Task:
Recast the listing below as a Markdown table with the columns "No." and "Line," giving each line its own row and omitting blank lines. Leave the pictures out of the table.

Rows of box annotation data

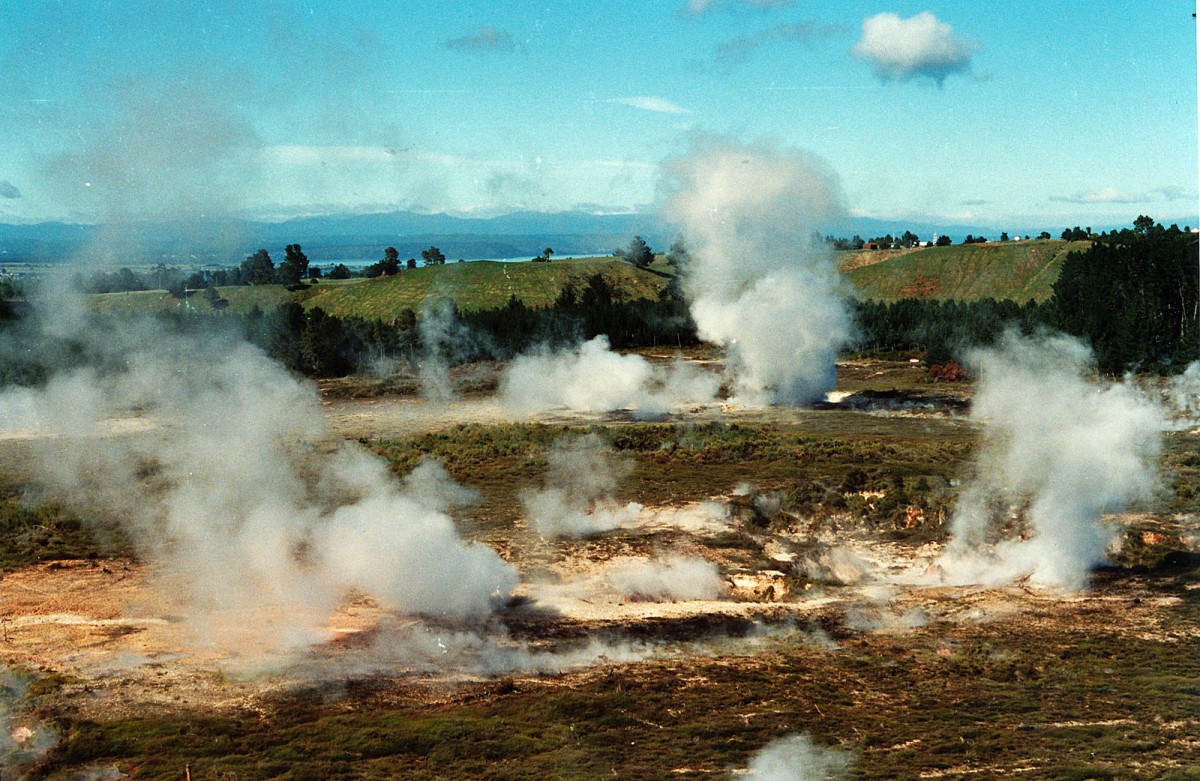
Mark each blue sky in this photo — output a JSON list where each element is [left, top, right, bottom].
[[0, 0, 1198, 228]]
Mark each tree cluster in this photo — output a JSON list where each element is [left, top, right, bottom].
[[854, 217, 1200, 374], [612, 236, 654, 269], [1052, 217, 1200, 373]]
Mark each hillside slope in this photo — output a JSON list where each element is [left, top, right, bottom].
[[844, 239, 1088, 304], [90, 257, 670, 322]]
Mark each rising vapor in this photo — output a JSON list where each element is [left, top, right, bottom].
[[664, 138, 851, 404], [744, 734, 851, 781], [0, 311, 517, 651], [499, 335, 720, 417], [941, 332, 1164, 590], [521, 434, 642, 537]]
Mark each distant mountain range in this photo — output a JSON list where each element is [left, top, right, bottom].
[[0, 211, 1180, 265]]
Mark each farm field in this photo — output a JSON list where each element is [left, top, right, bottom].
[[842, 239, 1090, 304], [79, 240, 1088, 322]]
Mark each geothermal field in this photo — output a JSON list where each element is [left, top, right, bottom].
[[0, 142, 1200, 780]]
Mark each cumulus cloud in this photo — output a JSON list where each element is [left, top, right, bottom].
[[607, 95, 692, 114], [851, 11, 976, 84], [446, 25, 517, 52]]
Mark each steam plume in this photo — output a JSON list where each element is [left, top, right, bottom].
[[745, 734, 851, 781], [416, 298, 480, 402], [665, 138, 851, 404], [499, 336, 720, 416], [0, 320, 516, 650], [605, 555, 726, 600], [942, 334, 1163, 590], [522, 434, 642, 536]]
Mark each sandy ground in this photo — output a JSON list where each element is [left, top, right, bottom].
[[0, 365, 1200, 729]]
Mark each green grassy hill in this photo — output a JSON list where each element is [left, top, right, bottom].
[[91, 239, 1087, 322], [90, 257, 668, 322], [842, 239, 1088, 304]]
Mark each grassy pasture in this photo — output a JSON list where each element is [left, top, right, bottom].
[[89, 258, 670, 322], [845, 239, 1088, 304]]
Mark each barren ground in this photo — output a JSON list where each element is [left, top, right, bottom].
[[0, 362, 1200, 779]]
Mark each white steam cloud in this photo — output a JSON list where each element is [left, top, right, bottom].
[[0, 668, 58, 777], [941, 334, 1163, 590], [416, 298, 479, 402], [499, 335, 720, 416], [0, 320, 517, 650], [665, 138, 851, 404], [522, 434, 642, 537], [605, 555, 727, 601], [743, 734, 852, 781], [851, 11, 976, 84]]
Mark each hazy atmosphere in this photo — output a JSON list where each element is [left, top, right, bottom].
[[0, 0, 1200, 781], [0, 0, 1196, 230]]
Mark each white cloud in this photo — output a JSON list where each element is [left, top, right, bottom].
[[446, 25, 517, 52], [606, 95, 692, 114], [851, 11, 976, 84]]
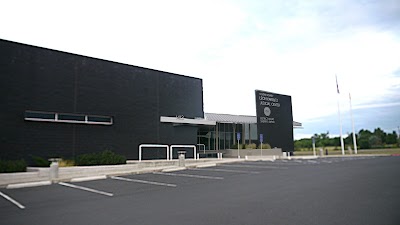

Answer to this task:
| No. | Line |
|---|---|
| 1 | Mark each blue sky in this photo — output a JSON list where each element is [left, top, right, bottom]. |
| 2 | [[0, 0, 1198, 228]] |
| 3 | Mark each tree cluster in this photo — output a JSON list where each element is [left, top, right, bottom]. |
| 4 | [[854, 217, 1200, 374], [612, 236, 654, 269], [1052, 217, 1200, 373]] |
| 5 | Mark each hillside slope in this photo — output a JSON list where each element is [left, top, right, bottom]. |
| 6 | [[844, 239, 1088, 304], [90, 257, 670, 322]] |
| 7 | Mark each rising vapor in this photo — output a JSON list where each element is [left, top, right, bottom]. |
| 8 | [[664, 138, 851, 404], [744, 734, 851, 781], [0, 311, 517, 651], [499, 335, 720, 417], [941, 332, 1164, 590], [521, 434, 642, 537]] |
| 9 | Mark each distant mountain range in this photo — output a JSON list where each element is [left, top, right, bottom]. |
| 10 | [[0, 211, 1180, 265]] |
| 11 | Mark each farm field in this photo — output a JSON list where each element is [left, top, right, bottom]. |
| 12 | [[842, 239, 1090, 304], [79, 240, 1088, 322]] |
| 13 | Mark each geothermal field in this photo — output a JSON list where each element is [left, top, right, bottom]. |
| 14 | [[0, 142, 1200, 780]] |
| 15 | Mark each cumulus cloud in this photo — output a JSON list where each element is [left, top, right, bottom]. |
| 16 | [[607, 95, 692, 114], [851, 11, 976, 84], [446, 25, 517, 52]] |
| 17 | Mark each steam plume in this photo — output a JSON list where each element is [left, top, right, bottom]. |
| 18 | [[745, 734, 851, 781], [416, 298, 480, 402], [665, 138, 851, 404], [499, 336, 720, 416], [0, 320, 516, 650], [605, 555, 726, 600], [942, 334, 1163, 590], [522, 434, 642, 536]] |
| 19 | Mark each sandy ground in this photo — output a JSON list where each element is [left, top, right, bottom]. |
| 20 | [[0, 365, 1200, 729]] |
| 21 | Mark each green grassy hill in this photo — output a JSON list where each element is [left, top, right, bottom]. |
| 22 | [[91, 239, 1087, 322], [90, 257, 668, 322], [842, 239, 1088, 304]] |
| 23 | Mark each grassy pasture in this photo — output a JSON list where each element is [left, top, right, bottom]. |
| 24 | [[89, 258, 670, 322], [845, 239, 1088, 304]] |
| 25 | Mark each barren ground in this photo — output a JSON list where each element is [left, top, right, bottom]. |
| 26 | [[0, 362, 1200, 779]] |
| 27 | Mark each white steam cloud in this photo — output a JSON list where each element is [left, top, right, bottom]. |
| 28 | [[0, 668, 58, 777], [941, 334, 1163, 590], [416, 298, 479, 402], [499, 335, 720, 416], [0, 320, 517, 650], [665, 138, 851, 404], [522, 434, 642, 537], [605, 555, 727, 601], [743, 734, 852, 781], [851, 11, 976, 84]] |
| 29 | Mark each hazy atmosphere in this photo — output a JSON list where each element is [left, top, right, bottom]. |
| 30 | [[0, 0, 1200, 781], [0, 0, 1196, 230]] |
| 31 | Mark each white cloud in this photo — output a JSON list where each element is [left, top, right, bottom]. |
| 32 | [[446, 25, 517, 52], [606, 95, 692, 114], [851, 11, 976, 84]] |